WHAT IS REQUIRED:
Report how many lines of the listing include the word "above"; nothing else should be written.

EXERCISE MATERIALS:
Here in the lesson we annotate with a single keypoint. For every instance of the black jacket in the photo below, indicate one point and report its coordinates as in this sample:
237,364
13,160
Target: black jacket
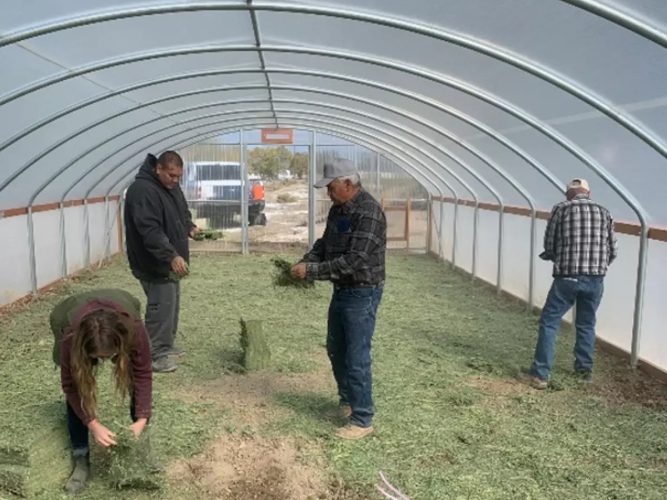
157,224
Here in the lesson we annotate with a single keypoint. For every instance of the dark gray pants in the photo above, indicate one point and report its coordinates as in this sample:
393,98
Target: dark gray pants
162,305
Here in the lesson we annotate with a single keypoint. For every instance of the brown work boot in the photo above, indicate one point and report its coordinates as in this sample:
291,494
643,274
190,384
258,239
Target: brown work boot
538,383
352,431
344,411
78,481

SOLVED EXERCISE:
2